→ The task: Retype exactly the lines from the one containing "Task: locate the wooden piling, dropping" through the last line of the records below, including both, and leave out any pictures.

→ The input:
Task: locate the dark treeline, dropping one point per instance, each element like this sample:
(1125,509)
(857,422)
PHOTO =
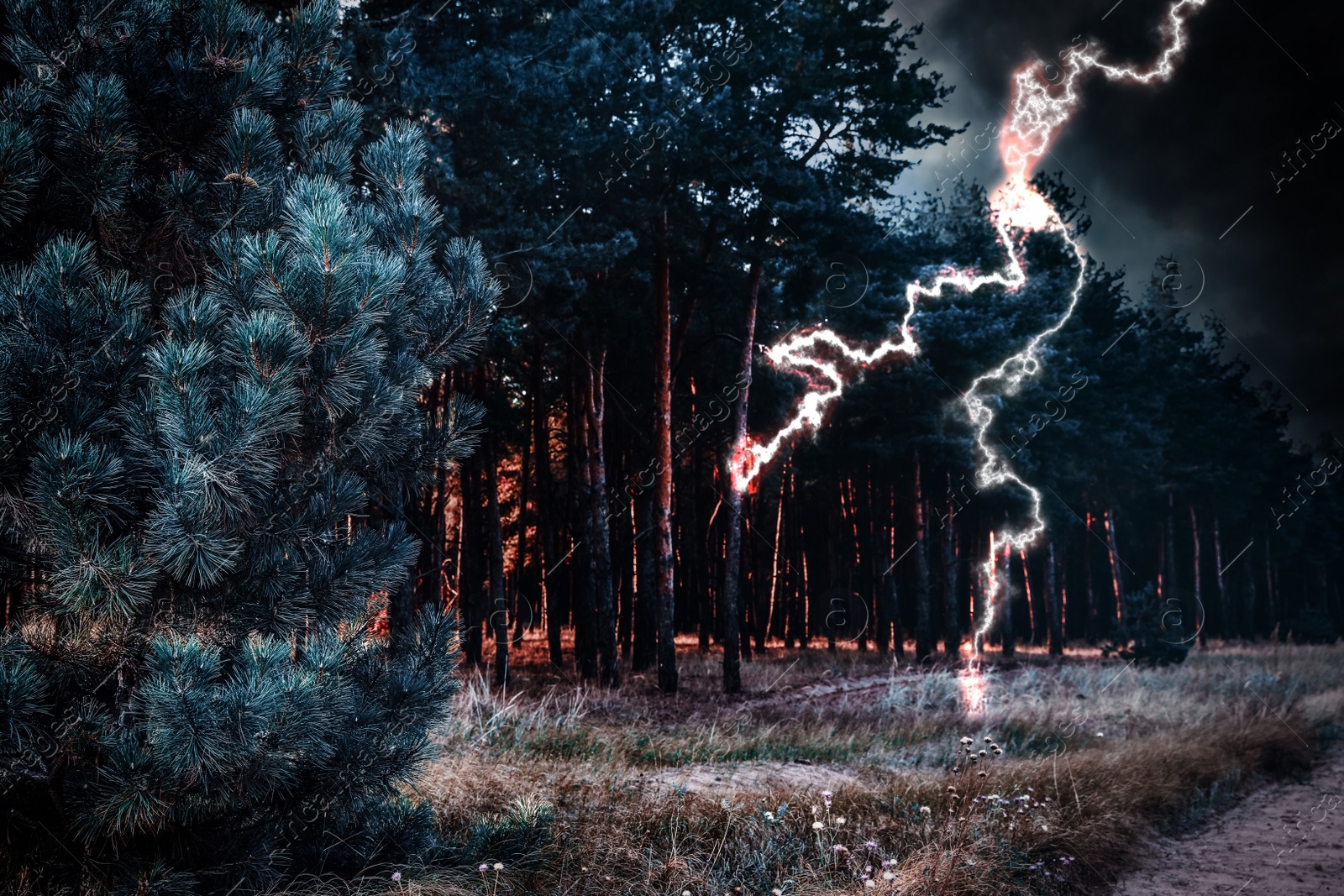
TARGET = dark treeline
(667,188)
(663,187)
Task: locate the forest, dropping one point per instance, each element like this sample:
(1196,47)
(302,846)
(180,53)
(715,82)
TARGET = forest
(664,242)
(374,369)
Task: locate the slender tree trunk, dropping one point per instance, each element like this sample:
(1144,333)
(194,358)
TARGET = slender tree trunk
(1089,594)
(1167,582)
(470,582)
(952,610)
(644,654)
(1270,602)
(732,466)
(1055,606)
(1032,598)
(581,499)
(625,551)
(601,544)
(1200,597)
(499,602)
(1223,621)
(924,610)
(1117,580)
(523,571)
(665,570)
(546,553)
(1249,622)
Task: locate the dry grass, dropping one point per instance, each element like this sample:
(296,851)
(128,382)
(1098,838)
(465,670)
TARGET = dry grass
(706,794)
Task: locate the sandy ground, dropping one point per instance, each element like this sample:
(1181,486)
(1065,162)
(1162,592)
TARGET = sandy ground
(1280,841)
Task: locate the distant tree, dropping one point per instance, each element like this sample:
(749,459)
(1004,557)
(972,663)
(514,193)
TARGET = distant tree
(215,328)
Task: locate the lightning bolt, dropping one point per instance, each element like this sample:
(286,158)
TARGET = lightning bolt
(1041,109)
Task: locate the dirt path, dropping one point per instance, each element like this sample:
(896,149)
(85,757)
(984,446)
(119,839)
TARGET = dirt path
(1285,840)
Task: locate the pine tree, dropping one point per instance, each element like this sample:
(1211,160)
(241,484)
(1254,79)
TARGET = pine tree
(217,320)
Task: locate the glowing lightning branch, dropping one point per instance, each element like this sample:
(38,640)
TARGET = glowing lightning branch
(1039,112)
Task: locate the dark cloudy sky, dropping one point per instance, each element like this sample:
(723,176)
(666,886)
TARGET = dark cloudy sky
(1168,170)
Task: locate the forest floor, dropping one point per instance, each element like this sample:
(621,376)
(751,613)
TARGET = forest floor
(848,773)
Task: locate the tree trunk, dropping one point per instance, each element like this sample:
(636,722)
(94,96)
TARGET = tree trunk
(470,579)
(601,543)
(1167,584)
(546,553)
(732,464)
(1032,597)
(581,506)
(524,573)
(644,653)
(1055,606)
(1117,580)
(664,569)
(1005,622)
(1089,595)
(1223,622)
(952,610)
(924,611)
(499,602)
(1200,607)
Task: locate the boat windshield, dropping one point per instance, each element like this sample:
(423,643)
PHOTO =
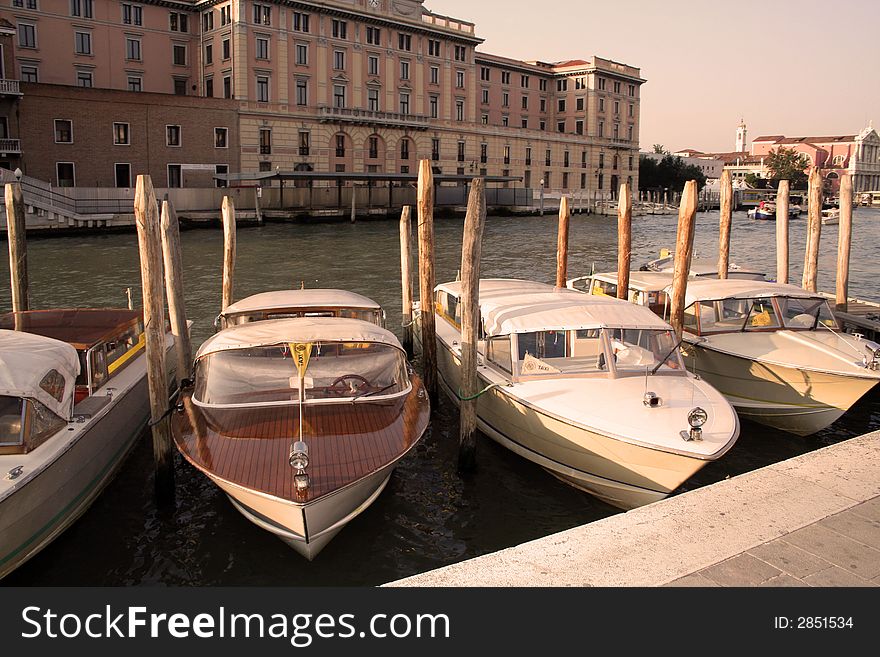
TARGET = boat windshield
(331,372)
(805,313)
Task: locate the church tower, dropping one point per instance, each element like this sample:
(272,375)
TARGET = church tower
(741,133)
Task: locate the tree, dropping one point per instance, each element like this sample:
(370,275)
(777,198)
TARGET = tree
(787,164)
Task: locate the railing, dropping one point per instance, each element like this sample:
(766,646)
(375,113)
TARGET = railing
(9,87)
(10,146)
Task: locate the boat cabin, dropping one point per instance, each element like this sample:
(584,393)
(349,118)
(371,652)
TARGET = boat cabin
(285,304)
(532,330)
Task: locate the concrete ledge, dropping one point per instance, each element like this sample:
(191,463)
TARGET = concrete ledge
(665,541)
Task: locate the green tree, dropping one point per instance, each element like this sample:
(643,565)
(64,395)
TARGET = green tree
(787,164)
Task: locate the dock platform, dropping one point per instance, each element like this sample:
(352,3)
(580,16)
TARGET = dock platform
(813,520)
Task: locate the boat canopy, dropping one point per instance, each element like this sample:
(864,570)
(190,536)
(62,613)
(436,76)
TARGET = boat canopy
(731,288)
(312,298)
(37,367)
(296,330)
(515,306)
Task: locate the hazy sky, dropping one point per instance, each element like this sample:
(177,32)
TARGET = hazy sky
(792,67)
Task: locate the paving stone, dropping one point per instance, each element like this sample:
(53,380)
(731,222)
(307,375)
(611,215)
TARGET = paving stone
(695,579)
(789,558)
(859,559)
(741,570)
(835,576)
(856,527)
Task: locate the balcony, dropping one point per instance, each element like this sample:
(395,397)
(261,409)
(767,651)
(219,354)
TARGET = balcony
(9,88)
(368,117)
(10,146)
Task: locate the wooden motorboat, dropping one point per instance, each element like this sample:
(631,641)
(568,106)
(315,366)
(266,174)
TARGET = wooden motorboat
(773,350)
(300,421)
(593,390)
(73,401)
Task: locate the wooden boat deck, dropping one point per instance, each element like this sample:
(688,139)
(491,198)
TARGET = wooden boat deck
(250,447)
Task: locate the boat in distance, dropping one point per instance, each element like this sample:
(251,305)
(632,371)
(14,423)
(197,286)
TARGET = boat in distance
(301,420)
(592,390)
(73,401)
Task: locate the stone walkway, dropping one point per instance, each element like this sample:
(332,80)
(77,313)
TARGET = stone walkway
(813,520)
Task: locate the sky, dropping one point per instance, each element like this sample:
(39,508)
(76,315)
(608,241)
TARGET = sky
(789,67)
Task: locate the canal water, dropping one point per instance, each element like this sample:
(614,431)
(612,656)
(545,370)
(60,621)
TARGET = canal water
(428,515)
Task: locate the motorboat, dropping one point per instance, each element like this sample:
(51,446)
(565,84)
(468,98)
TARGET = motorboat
(773,350)
(591,389)
(73,401)
(301,420)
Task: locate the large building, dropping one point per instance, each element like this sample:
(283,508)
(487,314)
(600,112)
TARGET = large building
(334,86)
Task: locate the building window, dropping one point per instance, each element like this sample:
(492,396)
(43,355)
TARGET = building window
(300,22)
(172,135)
(178,22)
(63,131)
(262,47)
(133,49)
(27,35)
(339,95)
(82,43)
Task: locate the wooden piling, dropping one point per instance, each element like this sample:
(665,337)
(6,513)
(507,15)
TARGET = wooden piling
(782,232)
(811,259)
(726,210)
(228,211)
(174,290)
(562,242)
(406,278)
(426,277)
(844,239)
(684,251)
(471,252)
(624,241)
(16,228)
(146,214)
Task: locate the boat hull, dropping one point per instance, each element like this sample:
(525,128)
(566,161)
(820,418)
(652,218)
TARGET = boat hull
(795,400)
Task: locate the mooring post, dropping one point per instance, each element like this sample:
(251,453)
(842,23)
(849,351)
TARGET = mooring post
(562,242)
(624,241)
(146,213)
(811,261)
(16,228)
(406,278)
(726,210)
(228,211)
(471,252)
(426,278)
(174,290)
(844,239)
(684,251)
(782,195)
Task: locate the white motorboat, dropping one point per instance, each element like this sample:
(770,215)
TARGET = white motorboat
(301,421)
(593,390)
(73,401)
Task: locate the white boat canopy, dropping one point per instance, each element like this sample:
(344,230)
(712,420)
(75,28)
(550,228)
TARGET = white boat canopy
(296,330)
(312,298)
(34,367)
(515,306)
(732,288)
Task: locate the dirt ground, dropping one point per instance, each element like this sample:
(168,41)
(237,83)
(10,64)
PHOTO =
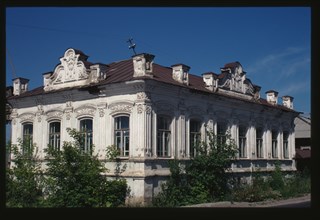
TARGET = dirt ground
(270,203)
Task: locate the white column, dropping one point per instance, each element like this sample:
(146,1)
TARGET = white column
(148,131)
(252,141)
(154,133)
(267,142)
(181,136)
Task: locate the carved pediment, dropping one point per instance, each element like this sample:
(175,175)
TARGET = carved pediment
(71,71)
(120,107)
(27,117)
(85,111)
(54,114)
(233,78)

→ Written response:
Task: locate the wooden piling, dropping one point per instance, each element like this sample:
(665,337)
(6,513)
(507,15)
TARGET = wooden piling
(782,232)
(811,259)
(726,210)
(228,211)
(174,290)
(562,242)
(406,278)
(426,277)
(844,239)
(684,251)
(471,252)
(624,241)
(16,228)
(146,214)
Task: locate the boat hull, dropping one point per instance, each element like this sample:
(525,128)
(566,161)
(820,418)
(652,218)
TARGET = boat hull
(795,400)
Task: locate the mooring post, dropping one point per instance, each element like this sample:
(251,453)
(842,23)
(849,351)
TARGET = mooring post
(562,242)
(624,241)
(146,213)
(811,261)
(16,228)
(406,278)
(726,210)
(228,211)
(471,252)
(426,278)
(174,290)
(844,239)
(684,251)
(782,195)
Task: locate the white motorboat, dropping one point per instance, each element like this sample:
(770,215)
TARGET = white motorboat
(301,421)
(593,390)
(73,401)
Task: locate the white boat canopy, dropping one point per instance, each element like this sample:
(344,230)
(712,420)
(75,28)
(550,228)
TARGET = white boat canopy
(296,330)
(312,298)
(34,367)
(515,306)
(732,288)
Task: locate the dirt ground, dropping one point per instance, each element like this sample:
(168,41)
(237,83)
(10,64)
PHOTO =
TARGET = dirt ground
(270,203)
Task: locate the white column, dropping one point per instance, each element like this sample:
(146,1)
TARGET = white column
(148,131)
(252,141)
(154,133)
(267,142)
(181,136)
Task: locate the carved pediment, dropping one point per instance, each element like this sample:
(175,175)
TARGET = carved pediment
(71,71)
(120,107)
(27,117)
(85,111)
(54,114)
(233,78)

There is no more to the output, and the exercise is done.